(Segmentation labeling items)

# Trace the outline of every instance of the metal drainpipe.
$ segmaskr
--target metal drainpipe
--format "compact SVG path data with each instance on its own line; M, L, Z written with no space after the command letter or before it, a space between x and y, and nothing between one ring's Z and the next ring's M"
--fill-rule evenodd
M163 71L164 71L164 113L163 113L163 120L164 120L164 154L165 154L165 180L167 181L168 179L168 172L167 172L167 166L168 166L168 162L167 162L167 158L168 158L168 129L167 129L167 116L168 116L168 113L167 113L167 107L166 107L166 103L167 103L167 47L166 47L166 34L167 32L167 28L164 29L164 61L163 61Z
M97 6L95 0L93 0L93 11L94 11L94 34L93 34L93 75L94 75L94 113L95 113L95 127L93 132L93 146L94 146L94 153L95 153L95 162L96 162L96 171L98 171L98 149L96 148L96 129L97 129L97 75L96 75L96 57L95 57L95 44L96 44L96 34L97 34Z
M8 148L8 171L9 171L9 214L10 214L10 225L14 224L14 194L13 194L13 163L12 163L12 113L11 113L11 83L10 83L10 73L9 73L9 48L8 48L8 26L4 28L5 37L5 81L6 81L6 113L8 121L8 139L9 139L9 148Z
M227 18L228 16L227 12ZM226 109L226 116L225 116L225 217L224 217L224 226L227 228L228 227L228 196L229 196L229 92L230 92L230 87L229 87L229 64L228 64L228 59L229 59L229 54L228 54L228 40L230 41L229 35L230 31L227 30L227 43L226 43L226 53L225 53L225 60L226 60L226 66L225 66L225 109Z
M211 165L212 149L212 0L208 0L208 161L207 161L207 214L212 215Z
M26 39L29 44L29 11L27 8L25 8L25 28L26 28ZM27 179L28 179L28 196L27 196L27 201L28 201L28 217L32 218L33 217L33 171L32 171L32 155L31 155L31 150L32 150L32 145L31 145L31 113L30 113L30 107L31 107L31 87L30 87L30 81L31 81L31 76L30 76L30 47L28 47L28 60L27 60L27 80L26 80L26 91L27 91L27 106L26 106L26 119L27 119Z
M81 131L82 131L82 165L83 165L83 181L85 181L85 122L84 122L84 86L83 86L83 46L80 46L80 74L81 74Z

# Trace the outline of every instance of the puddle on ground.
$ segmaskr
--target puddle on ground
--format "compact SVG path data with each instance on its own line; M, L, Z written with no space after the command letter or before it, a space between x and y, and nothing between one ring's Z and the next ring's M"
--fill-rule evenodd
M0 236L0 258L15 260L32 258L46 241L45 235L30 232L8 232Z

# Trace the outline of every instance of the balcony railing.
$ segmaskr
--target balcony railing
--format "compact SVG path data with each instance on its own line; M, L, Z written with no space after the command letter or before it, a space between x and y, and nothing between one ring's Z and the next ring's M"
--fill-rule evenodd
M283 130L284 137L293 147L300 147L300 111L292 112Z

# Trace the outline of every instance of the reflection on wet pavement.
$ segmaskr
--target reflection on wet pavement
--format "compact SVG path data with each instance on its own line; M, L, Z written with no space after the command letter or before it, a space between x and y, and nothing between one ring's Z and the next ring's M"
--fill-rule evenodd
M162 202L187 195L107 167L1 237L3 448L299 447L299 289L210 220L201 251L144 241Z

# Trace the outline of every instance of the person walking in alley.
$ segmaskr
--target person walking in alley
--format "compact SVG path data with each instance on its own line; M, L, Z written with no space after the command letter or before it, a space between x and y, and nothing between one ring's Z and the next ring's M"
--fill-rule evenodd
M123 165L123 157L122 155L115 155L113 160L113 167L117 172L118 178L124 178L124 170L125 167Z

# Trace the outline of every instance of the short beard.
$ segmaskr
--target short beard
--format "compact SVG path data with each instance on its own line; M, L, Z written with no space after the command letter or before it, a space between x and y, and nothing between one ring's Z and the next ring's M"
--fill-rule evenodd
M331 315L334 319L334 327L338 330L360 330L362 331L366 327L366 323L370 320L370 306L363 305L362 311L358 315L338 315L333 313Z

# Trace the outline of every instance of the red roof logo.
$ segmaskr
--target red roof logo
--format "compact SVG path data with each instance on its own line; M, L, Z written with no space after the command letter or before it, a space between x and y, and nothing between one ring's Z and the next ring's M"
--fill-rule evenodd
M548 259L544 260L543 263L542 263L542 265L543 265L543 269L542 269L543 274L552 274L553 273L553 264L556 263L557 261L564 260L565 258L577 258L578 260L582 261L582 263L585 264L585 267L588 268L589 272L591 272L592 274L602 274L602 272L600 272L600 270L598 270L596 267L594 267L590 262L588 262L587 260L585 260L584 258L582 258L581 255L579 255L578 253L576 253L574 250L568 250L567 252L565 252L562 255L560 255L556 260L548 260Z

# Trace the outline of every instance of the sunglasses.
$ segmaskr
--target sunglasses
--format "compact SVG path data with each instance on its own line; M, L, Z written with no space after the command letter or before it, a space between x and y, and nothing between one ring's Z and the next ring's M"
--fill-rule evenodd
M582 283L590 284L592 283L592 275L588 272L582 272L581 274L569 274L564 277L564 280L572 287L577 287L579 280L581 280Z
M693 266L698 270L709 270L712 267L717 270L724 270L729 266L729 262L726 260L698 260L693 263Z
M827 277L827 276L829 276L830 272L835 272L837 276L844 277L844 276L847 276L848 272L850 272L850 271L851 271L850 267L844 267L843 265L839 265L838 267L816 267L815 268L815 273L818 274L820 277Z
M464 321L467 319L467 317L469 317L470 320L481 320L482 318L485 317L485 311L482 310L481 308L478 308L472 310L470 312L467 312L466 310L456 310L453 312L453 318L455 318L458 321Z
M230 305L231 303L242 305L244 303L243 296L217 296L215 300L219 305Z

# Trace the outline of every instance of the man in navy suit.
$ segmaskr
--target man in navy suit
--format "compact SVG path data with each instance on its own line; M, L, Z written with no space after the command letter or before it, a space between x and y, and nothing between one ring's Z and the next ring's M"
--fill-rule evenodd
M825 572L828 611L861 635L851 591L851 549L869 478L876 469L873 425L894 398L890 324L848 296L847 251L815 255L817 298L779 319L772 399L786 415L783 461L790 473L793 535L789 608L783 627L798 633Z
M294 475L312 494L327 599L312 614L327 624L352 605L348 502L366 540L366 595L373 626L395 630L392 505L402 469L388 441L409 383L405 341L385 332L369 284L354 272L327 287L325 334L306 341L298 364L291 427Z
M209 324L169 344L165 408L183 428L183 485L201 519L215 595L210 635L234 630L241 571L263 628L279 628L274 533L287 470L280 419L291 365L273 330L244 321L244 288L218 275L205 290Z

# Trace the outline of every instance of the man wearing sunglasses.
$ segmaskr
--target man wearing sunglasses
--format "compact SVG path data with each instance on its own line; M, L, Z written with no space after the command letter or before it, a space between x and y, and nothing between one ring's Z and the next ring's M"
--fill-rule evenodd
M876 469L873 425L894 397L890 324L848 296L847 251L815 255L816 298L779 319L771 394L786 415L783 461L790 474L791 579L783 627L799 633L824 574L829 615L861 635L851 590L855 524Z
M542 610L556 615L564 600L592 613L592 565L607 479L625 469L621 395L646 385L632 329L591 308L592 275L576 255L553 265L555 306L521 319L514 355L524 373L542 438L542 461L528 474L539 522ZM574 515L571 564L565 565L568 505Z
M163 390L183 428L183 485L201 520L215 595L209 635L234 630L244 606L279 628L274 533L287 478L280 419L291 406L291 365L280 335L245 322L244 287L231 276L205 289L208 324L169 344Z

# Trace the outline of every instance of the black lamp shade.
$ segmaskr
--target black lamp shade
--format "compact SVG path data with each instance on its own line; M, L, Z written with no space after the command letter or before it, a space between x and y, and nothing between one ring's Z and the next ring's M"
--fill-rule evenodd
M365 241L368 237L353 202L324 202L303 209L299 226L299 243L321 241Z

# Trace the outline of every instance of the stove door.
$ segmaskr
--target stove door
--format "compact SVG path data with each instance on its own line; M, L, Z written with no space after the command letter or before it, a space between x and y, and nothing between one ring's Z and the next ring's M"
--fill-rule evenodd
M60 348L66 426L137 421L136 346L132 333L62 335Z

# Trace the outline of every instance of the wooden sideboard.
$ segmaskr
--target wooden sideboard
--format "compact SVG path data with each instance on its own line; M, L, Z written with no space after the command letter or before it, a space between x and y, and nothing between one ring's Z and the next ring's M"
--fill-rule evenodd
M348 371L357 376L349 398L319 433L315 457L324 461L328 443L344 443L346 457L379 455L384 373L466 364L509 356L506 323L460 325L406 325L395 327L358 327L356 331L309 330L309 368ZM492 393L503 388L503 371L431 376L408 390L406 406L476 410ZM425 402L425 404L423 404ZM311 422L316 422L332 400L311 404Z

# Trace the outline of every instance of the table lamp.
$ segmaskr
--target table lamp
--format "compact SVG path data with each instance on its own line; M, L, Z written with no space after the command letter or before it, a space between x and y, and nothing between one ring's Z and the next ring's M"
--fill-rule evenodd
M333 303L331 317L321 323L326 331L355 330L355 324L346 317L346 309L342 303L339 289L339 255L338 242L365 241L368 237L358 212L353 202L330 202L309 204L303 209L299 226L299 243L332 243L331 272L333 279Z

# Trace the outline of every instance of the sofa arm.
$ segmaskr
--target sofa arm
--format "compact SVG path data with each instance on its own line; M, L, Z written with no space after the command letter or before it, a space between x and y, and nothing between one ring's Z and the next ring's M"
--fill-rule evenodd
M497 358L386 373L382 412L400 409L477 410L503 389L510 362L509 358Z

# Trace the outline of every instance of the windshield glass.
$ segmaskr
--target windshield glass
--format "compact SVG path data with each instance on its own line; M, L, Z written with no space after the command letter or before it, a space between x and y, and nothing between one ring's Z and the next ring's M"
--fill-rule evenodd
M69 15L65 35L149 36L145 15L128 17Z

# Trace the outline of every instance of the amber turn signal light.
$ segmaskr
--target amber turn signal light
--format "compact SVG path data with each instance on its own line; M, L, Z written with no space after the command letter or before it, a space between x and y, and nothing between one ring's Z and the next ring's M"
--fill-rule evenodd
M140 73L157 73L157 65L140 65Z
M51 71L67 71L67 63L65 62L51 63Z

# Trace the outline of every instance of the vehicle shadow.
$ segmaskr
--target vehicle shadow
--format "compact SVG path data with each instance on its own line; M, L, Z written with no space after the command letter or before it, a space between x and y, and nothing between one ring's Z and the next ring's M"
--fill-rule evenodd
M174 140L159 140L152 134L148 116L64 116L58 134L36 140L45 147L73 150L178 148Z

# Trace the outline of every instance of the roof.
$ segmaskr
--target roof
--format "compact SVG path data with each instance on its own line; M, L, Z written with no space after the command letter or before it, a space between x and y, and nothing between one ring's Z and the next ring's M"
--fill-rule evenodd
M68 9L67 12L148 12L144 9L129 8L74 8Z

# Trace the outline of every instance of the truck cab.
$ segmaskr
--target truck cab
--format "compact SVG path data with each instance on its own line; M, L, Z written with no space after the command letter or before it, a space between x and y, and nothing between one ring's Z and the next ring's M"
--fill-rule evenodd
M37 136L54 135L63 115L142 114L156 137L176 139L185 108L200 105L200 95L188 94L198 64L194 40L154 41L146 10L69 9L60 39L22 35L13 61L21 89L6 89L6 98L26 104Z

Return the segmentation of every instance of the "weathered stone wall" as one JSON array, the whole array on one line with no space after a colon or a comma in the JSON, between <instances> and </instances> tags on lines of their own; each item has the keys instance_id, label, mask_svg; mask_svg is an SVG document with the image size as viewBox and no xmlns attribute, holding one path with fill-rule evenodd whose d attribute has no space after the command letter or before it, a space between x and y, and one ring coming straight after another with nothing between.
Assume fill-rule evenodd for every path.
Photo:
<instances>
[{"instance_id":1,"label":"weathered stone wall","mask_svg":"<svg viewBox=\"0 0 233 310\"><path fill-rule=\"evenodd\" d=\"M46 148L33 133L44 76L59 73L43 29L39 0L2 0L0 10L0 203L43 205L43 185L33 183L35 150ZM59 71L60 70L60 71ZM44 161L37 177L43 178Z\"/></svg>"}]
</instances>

**TO DO**: Copy the lines above character for character, beginning at the line that contains "# Trace the outline of every instance of the table" and stopping after the line that contains "M51 71L67 71L67 63L65 62L51 63Z".

**FINISHED TASK**:
# Trace the outline of every instance of the table lamp.
$ segmaskr
--target table lamp
--format "compact SVG path data with each instance on its own line; M, L, Z written with no space after the command letter or before it, a space between x and y, and nothing between one ring's Z and the next ring's M"
--fill-rule evenodd
M333 303L331 317L321 323L326 331L355 330L355 324L346 317L346 309L342 303L339 289L339 255L338 242L365 241L368 237L358 212L353 202L330 202L309 204L303 209L299 226L299 243L332 243L331 272L333 279Z

# Trace the outline of every instance of the sofa arm.
$ segmaskr
--target sofa arm
--format "compact SVG path data with each instance on its own line; M, L, Z written with no space after the command letter or before it, a space between x and y, and nothing between one ring's Z and the next ring's M"
--fill-rule evenodd
M497 358L386 373L382 412L400 409L477 410L503 389L510 362L509 358Z

# Trace the outline of every instance of the windshield glass.
$ segmaskr
--target windshield glass
--format "compact SVG path data with each instance on its own line; M, L, Z written with no space after the command letter or before it, a space between x and y, and nothing between one ring's Z and the next ring's M"
--fill-rule evenodd
M69 15L65 35L149 36L145 15L128 17Z

# Trace the outline of every instance of the amber turn signal light.
$ segmaskr
--target amber turn signal light
--format "compact SVG path data with each instance on its own line; M, L, Z written with no space after the command letter or before it, a space between x and y, and nothing between one ring's Z and the next ring's M"
--fill-rule evenodd
M140 73L157 73L157 65L140 65Z
M51 71L67 71L67 63L65 62L51 63Z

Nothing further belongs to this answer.